*Dataset extract:*
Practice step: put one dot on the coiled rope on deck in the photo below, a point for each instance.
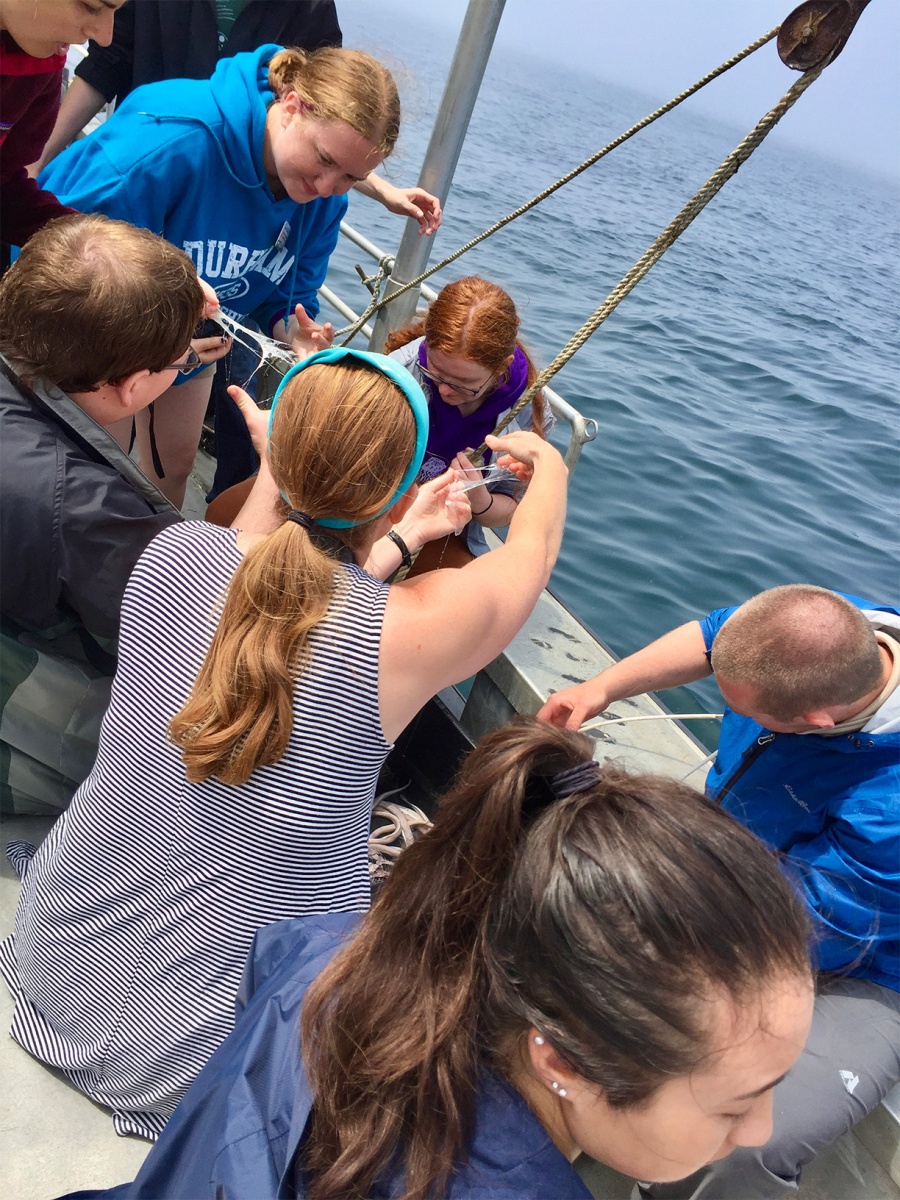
(349, 331)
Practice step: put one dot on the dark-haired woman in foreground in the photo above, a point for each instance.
(571, 960)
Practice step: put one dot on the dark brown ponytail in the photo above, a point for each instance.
(499, 919)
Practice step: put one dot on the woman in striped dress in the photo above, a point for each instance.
(263, 677)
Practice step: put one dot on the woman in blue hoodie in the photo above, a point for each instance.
(247, 172)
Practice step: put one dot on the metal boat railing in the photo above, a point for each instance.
(581, 429)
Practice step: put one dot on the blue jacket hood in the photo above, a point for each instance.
(237, 87)
(829, 805)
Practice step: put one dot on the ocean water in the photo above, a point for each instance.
(747, 390)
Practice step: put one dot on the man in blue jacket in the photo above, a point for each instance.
(809, 759)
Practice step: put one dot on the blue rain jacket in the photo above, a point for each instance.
(184, 157)
(832, 805)
(235, 1133)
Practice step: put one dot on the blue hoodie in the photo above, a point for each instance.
(832, 807)
(184, 157)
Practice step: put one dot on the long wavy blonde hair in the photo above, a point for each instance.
(341, 439)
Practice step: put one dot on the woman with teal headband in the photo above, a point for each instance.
(263, 676)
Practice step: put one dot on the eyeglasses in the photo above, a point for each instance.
(190, 364)
(455, 387)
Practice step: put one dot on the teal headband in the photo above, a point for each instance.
(411, 389)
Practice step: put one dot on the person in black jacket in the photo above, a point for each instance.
(95, 322)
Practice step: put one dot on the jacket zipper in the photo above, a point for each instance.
(747, 760)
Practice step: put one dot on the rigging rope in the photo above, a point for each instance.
(727, 168)
(349, 331)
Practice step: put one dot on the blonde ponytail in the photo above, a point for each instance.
(342, 438)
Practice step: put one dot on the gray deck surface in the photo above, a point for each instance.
(54, 1140)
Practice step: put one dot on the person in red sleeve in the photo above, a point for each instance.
(34, 42)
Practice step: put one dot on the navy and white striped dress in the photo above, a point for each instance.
(138, 911)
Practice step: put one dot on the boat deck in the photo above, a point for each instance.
(55, 1140)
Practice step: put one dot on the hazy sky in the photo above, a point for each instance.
(659, 47)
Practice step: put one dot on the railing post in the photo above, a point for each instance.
(467, 70)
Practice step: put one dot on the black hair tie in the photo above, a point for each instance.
(575, 779)
(301, 519)
(543, 791)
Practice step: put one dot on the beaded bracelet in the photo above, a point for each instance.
(406, 558)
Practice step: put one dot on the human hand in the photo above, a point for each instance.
(439, 508)
(479, 497)
(255, 418)
(521, 451)
(210, 349)
(306, 335)
(571, 707)
(413, 202)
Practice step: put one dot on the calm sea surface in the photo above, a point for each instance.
(747, 391)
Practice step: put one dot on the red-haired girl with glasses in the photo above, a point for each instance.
(467, 355)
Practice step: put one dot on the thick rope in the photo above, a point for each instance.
(669, 235)
(376, 303)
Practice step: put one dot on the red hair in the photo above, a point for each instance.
(478, 321)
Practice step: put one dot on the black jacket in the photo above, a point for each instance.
(156, 40)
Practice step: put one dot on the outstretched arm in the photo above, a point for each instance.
(443, 627)
(438, 510)
(675, 659)
(81, 102)
(406, 202)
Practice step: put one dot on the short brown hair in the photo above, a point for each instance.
(801, 648)
(91, 300)
(342, 85)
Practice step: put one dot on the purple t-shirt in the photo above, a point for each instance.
(451, 432)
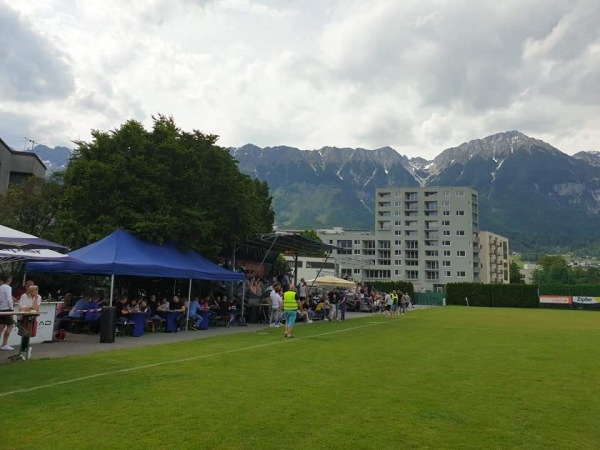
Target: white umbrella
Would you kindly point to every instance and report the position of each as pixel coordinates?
(21, 254)
(11, 238)
(331, 281)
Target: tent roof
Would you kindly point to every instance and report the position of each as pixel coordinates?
(121, 253)
(329, 280)
(286, 242)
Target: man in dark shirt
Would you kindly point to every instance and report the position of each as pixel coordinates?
(122, 310)
(179, 306)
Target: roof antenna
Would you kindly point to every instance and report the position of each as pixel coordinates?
(31, 141)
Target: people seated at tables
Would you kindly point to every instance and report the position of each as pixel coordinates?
(164, 305)
(143, 306)
(215, 305)
(194, 315)
(177, 305)
(30, 300)
(232, 313)
(153, 304)
(133, 305)
(204, 304)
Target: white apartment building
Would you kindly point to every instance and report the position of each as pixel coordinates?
(426, 235)
(493, 254)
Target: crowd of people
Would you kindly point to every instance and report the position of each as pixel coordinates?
(88, 309)
(288, 304)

*Task directions:*
What is the count of lines in the data above containing the string "roof"? Write the number and nothing else.

*Exercise result:*
2